EXERCISE AIM:
The lines below that include the word "blue" are to be reported.

[RECORDS FOR THE TASK — start]

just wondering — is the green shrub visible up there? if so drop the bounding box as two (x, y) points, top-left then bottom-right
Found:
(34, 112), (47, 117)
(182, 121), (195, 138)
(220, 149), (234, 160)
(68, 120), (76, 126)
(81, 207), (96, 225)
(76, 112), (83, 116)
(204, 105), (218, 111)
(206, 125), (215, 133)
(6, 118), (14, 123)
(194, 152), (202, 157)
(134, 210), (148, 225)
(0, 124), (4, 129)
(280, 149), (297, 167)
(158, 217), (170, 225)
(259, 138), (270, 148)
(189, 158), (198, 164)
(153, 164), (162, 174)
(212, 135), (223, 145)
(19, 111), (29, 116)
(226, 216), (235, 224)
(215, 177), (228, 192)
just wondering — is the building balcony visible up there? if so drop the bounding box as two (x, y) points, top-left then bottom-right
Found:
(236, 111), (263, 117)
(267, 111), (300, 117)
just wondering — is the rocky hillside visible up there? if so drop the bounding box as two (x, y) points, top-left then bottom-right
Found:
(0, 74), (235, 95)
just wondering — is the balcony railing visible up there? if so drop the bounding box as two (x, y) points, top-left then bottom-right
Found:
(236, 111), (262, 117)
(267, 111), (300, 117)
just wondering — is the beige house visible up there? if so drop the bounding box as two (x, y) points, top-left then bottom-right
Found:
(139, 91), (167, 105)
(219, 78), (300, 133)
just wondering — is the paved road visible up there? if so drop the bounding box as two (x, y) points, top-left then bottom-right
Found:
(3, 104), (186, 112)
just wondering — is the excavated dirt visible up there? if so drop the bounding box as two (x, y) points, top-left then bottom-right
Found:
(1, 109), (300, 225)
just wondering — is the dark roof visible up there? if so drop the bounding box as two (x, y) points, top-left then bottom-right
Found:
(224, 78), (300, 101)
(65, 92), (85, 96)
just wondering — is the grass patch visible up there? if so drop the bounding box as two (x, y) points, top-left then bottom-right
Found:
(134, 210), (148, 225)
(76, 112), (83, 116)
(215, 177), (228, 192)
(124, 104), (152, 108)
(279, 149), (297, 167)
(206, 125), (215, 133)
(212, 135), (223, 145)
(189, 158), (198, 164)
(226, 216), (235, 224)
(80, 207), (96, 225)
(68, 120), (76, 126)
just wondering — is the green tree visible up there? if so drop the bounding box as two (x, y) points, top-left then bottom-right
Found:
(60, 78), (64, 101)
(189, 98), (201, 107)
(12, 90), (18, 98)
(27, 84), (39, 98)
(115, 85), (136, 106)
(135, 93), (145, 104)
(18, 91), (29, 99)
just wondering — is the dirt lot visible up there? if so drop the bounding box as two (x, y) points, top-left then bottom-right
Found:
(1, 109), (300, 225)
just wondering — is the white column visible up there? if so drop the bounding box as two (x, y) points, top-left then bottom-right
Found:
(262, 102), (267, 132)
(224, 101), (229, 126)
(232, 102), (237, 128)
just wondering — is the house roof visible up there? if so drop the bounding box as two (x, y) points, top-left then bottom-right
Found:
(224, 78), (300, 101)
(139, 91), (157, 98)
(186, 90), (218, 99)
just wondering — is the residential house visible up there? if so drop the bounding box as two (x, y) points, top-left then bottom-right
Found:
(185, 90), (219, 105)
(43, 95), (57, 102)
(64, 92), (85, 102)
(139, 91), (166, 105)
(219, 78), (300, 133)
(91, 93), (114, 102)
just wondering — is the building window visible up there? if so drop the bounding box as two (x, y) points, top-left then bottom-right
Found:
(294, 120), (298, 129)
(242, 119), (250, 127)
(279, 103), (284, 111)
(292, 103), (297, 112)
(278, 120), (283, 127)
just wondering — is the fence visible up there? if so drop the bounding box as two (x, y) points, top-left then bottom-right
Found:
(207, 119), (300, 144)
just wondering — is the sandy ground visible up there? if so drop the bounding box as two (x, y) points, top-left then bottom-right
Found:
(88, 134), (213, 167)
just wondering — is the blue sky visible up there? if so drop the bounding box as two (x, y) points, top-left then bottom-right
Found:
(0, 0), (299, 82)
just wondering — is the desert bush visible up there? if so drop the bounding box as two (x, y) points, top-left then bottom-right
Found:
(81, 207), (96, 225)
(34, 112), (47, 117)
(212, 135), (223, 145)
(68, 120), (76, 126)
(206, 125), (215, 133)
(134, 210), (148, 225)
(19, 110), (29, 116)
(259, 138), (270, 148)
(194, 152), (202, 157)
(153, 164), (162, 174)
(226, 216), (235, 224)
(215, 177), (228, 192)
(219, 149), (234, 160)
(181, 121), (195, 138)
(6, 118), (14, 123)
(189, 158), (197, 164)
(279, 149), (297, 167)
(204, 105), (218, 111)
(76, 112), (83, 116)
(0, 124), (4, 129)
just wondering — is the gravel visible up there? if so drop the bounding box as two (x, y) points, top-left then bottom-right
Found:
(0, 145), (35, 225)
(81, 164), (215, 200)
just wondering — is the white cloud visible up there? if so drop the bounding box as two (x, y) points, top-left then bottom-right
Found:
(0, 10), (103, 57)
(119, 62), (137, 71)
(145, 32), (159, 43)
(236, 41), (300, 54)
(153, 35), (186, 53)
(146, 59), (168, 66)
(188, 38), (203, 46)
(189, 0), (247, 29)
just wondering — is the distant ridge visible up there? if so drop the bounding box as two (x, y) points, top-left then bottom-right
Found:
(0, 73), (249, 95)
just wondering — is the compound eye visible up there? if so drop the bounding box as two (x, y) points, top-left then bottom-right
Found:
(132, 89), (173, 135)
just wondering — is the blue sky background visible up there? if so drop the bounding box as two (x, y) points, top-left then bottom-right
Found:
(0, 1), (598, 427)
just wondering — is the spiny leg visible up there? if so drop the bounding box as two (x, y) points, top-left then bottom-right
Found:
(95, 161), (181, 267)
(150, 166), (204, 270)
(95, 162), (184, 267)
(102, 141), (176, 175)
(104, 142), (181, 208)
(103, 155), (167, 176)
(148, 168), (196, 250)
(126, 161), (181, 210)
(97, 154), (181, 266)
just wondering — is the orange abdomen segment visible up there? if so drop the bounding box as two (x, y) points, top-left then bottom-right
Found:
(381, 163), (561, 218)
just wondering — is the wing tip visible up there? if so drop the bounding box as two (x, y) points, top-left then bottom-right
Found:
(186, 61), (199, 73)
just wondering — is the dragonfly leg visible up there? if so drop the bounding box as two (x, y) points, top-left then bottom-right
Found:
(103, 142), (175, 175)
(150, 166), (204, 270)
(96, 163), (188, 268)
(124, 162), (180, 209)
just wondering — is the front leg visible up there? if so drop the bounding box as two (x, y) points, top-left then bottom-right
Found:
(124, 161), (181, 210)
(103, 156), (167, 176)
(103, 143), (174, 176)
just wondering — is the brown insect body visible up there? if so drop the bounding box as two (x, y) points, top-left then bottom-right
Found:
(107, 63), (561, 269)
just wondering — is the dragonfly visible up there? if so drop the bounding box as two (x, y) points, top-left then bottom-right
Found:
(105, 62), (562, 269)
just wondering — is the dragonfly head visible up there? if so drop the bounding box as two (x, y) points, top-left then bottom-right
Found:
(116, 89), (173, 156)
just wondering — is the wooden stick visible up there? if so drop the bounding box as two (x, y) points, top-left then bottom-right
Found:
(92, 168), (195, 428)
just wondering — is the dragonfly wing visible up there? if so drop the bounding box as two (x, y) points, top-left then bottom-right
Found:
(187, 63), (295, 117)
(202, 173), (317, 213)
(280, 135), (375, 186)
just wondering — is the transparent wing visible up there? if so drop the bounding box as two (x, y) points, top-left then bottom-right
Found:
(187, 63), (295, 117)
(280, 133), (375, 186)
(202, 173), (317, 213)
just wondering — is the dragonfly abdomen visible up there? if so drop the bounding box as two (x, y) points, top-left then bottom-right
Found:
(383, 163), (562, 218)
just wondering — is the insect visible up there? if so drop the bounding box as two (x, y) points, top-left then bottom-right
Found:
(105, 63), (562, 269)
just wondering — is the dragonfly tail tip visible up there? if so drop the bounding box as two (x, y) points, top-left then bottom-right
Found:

[RECORDS FOR THE TASK — finish]

TASK SOLUTION:
just wondering — is the blue sky visible up there? if so drop the bounding box as two (x, y) points, top-left then bottom-right
just wondering — is the blue sky background visible up there? if so drop the bounding box as two (x, y) points, top-left then bottom-right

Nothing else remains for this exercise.